■ Übungsaufgaben ■
a - Beantworte zum Text über die Oelhafen von Schöllenbach diese Fragen:
(i) In welchem Jahr wurde die Familie in das Nürnberger Patriziat kooptiert?
(ii) Wovon leitet sich der Familienname ab?
(iii) Welche Ämter übte Johann, der Sohn von Sixtus I. Oelhafen, in Nürnberg aus?
b - Führe den Text über die Oelhafen von Schöllenbach bitte nach seinem letzten Satz fort.

Oelhafen von Schöllenbach
Die Oelhafen von Schöllenbach (auch: Oelhafen von Schöllenbach auf Rupprechtstein und Eismannsberg) sind eine Patrizierfamilie der Reichsstadt Nürnberg – erstmals urkundlich erwähnt im Jahr 1363. Sie wurden 1729 in das Patriziat kooptiert, konnten aber vor dem Ende der reichsstädtischen Unabhängigkeit 1808 keinen Vertreter mehr in den Inneren Rat entsenden.
Geschichte
BearbeitenDie Herkunft der Oelhafen ist unklar, sie sollen aus Zürich stammen, wo 1340, 1365 und 1366 Oelhafen als Regimentsräte eingetragen sind und Rueger Oelhafen "Zunftmeister in der 8. Zunft nach der Ordnung auf Weihnachten" war.[1] Der Name leitet sich vom ursprünglichen Wappensymbol ab, einer Ölkanne ("Hafen" ist ein altes oberdeutsch-schweizerisches Wort für ‘irdenes Gefäß’ oder ‘Behältnis’[2]). Sie sollen dann über Lauingen nach Nördlingen eingewandert sein. In Nördlingen war Heinrich Oelhafen, der im Jahr 1363 erste urkundlich erwähnte Vertreter des Geschlechts, Mitglied des dortigen Rats. Vom Nördlinger Ries verzweigten sie sich weiter nach Nürnberg, Leipzig und Breslau.
Der erste in Nürnberg erwähnte, zugleich bedeutendste Vertreter und Ahnherr der fränkischen Linie der Familie war Sixtus I. Oelhafen (um 1466–1539). Er war oberster Sekretär in der Hofkanzlei von drei Kaisern und Königen. Friedrich III. verlieh ihm und seinen Brüdern 1489 den erblichen Reichsadel samt neuem Wappen (Löwe mit Ölkrug). 1519 erwarb er auch das Nürnberger Bürgerrecht und wurde Mitglied des Größeren Rats der Reichsstadt. 1521 kam er auf dem Reichstag zu Worms mit Martin Luther in Kontakt und war von diesem so beeindruckt, dass er Johann (1520–80), einen seiner Söhne aus zweiter Ehe, zum Studium nach Wittenberg schickte, wo dieser 1534–36 im Hausstand Luthers lebte und sich mit Melanchthon befreundete. Sixtus gab bei Albrecht Dürer sein Porträt in Auftrag (das Werkstattbild von Hans Schäufelein ist heute in Würzburg); ein weiteres Porträt von Schäufelein (in der National Gallery of Art, Washington) wird als ebenfalls Sixtus darstellend interpretiert.[3]
Ähnlich wie sein Vater machte der Sohn Johann Karriere als Jurist und wurde Stadt- und Bannrichter in Nürnberg. Auch spätere Oelhafen zeichneten sich als reichsstädtische Diplomaten aus, darunter Johann Christoph (1574–1631) und Tobias (1601–66) sowie dessen Sohn Georg Tobias (1632–85).

■ Bereitgestellte Datensätze ■

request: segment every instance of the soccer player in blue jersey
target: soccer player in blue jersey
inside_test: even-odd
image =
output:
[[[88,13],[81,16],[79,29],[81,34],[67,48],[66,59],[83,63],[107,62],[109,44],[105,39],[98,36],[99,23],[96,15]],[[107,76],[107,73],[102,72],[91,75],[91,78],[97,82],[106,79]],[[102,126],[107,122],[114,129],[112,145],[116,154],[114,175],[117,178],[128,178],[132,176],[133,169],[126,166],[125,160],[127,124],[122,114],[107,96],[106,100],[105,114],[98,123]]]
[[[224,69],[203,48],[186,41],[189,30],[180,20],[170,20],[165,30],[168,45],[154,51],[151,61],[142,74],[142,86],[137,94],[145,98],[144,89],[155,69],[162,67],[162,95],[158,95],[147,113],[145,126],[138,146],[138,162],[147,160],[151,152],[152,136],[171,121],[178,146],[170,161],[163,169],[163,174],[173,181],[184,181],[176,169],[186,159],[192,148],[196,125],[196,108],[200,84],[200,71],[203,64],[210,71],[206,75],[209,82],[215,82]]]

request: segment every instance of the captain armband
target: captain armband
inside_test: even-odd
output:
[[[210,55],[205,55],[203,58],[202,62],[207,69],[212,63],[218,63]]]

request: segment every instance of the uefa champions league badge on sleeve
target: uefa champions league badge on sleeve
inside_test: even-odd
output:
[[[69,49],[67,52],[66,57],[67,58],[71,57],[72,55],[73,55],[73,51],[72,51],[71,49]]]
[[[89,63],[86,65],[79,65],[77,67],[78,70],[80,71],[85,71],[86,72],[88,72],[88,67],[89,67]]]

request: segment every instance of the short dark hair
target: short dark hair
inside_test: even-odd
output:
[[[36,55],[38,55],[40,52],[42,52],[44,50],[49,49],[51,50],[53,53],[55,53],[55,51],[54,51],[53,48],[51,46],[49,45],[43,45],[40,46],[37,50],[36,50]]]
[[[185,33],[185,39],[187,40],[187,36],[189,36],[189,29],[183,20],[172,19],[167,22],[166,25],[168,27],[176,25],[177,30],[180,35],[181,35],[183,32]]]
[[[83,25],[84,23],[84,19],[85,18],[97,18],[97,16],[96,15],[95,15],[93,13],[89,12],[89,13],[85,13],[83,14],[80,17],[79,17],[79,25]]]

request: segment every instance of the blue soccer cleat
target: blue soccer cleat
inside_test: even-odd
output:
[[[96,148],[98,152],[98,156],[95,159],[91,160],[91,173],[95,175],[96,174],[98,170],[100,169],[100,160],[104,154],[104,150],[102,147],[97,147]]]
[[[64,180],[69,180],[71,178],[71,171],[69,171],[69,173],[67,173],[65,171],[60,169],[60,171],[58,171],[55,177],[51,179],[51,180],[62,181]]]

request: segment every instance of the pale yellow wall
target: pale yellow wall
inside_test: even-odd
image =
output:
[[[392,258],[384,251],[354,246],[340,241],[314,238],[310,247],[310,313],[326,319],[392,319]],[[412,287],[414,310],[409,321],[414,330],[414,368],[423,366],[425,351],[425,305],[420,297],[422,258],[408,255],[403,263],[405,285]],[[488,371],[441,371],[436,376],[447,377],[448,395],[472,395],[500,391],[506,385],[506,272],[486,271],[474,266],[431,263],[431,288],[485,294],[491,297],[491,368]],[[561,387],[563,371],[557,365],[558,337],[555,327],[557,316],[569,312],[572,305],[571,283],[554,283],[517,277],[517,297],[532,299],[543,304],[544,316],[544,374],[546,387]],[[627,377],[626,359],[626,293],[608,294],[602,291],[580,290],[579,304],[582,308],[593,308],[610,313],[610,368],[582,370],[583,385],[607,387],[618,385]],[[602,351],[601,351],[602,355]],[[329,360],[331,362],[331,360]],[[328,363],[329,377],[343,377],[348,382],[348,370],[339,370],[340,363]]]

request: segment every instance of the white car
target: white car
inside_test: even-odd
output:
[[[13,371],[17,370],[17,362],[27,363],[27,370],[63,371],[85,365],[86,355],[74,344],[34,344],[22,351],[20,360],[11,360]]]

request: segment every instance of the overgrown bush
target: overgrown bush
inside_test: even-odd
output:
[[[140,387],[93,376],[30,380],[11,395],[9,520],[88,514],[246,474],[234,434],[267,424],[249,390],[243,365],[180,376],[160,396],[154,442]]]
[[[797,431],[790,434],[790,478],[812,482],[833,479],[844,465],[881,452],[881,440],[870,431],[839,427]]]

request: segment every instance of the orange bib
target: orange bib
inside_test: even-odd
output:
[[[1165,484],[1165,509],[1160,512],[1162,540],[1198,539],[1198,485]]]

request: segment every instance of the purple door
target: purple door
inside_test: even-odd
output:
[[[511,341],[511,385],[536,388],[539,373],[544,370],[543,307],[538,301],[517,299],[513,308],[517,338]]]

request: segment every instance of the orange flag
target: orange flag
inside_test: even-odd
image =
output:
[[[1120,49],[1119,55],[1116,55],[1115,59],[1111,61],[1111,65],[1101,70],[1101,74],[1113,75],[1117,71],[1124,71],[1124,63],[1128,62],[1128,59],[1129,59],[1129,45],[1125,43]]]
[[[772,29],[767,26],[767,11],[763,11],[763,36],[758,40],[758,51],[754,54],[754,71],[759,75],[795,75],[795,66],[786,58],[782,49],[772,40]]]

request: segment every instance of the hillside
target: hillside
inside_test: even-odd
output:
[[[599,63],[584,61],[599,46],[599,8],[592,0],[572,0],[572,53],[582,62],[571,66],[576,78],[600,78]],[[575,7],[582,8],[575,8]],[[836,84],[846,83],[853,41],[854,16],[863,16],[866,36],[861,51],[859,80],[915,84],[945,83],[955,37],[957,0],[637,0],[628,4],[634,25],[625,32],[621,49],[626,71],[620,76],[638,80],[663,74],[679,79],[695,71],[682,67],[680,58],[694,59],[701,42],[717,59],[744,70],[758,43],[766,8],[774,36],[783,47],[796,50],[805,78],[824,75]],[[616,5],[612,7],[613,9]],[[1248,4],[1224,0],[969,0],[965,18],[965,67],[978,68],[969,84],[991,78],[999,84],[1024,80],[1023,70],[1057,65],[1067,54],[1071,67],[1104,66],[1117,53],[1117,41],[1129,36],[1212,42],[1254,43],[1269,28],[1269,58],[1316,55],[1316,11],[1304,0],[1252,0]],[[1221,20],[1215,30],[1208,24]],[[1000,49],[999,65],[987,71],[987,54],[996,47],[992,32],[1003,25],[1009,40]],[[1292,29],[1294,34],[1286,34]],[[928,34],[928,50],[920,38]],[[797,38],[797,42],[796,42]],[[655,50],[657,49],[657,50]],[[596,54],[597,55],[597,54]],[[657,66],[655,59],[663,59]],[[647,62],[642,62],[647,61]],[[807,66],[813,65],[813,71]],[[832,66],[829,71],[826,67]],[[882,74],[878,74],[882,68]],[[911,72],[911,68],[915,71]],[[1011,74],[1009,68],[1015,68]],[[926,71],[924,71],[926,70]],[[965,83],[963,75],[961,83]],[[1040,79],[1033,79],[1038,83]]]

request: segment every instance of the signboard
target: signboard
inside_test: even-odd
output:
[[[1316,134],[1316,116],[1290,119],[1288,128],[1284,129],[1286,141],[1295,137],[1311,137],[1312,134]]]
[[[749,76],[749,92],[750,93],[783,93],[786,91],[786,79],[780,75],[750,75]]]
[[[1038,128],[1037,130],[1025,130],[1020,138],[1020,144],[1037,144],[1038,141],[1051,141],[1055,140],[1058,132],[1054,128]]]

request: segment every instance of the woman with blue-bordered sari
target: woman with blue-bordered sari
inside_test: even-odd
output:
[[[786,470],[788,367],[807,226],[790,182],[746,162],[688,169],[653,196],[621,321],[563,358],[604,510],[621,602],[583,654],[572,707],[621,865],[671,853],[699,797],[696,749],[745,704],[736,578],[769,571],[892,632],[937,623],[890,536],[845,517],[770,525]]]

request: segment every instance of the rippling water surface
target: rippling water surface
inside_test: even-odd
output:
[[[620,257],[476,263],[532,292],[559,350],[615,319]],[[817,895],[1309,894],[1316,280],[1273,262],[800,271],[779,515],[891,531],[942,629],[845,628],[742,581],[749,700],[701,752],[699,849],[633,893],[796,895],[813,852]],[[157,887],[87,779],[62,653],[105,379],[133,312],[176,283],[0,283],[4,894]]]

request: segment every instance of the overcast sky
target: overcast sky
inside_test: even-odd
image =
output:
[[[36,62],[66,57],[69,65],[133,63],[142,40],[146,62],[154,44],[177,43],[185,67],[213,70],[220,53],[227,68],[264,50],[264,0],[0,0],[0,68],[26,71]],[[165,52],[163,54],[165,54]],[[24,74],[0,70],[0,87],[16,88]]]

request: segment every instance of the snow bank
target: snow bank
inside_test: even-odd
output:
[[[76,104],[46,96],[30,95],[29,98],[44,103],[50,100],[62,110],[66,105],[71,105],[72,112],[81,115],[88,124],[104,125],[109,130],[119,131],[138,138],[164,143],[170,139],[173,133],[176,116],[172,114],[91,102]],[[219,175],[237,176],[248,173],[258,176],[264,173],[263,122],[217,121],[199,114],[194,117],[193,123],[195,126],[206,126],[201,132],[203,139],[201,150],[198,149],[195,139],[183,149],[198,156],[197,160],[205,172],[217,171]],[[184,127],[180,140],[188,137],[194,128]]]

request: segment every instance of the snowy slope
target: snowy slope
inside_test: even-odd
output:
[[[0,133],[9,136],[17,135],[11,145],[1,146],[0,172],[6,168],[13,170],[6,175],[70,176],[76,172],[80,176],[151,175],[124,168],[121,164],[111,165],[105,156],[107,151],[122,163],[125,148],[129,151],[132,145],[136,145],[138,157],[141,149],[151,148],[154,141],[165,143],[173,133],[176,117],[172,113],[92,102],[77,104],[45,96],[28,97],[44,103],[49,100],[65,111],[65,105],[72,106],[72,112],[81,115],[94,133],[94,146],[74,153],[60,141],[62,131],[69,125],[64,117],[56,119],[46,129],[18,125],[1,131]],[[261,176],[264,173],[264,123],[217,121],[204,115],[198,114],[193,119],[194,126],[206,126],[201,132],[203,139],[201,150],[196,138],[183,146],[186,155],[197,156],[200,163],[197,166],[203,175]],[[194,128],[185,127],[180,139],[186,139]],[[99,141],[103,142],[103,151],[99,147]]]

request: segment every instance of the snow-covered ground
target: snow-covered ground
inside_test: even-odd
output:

■ Ergebnisse ■
a -
(i) 1729.
(ii) Vom ursprünglichen Wappensymbol, einer Ölkanne.
(iii) Er war Stadt- und Bannrichter.

b -
Obwohl der Nördlinger Patriziersohn Sixt I. in erster Ehe 1501 mit Anna Pfinzing von Henfenfeld und in zweiter Ehe 1508 mit Barbara Rieter von Kornburg jeweils in das Nürnberger Patriziat einheiratete, zählte das Tanzstatut von 1521 die Oelhafen nicht zum Kreis der ratsfähigen Familien für den regierenden Inneren Rat. 1546 erkannte ihnen der Rat aber die Gerichtsfähigkeit zu, nahm sie jedoch erst 1729, kurz vor Ende der reichsstädtischen Zeit, in das Patriziat auf, zusammen mit den Gugel, Peßler, Scheurl, Thill und Waldstromer. Sie stellten jedoch keinen Vertreter des Inneren Rats mehr.
Sixt I. Oelhafen beteiligte sich an Gewerken in Ilmenau (Thüringen) und kaufte 1512/16 die Dörfer Ober- und Unterschöllenbach. 1538 richtete er testamentarisch die Vorschickung Schöllenbach ein. Seither nennen sich die Oelhafen von Schöllenbach.
1709 kaufte Christoph Elias (1675–1736), reichsstädtischer Ratskonsulent, der 1729 für sich und seine Erben von Kaiser Karl VI. das Kooptationsdiplom zu den „adeligratsfähigen Geschlechtern“ erwirkte, die Hofmark Eismannsberg im Nürnberger Land und ließ dort 1726 ein Neues Schloss errichten (das alte Herrenhaus wurde zu einem Ökonomie- und Brauereigebäude umgebaut und brannte 1841 aus). In Eismannsberg etablierte sich 1716–1859 eine eigene Linie.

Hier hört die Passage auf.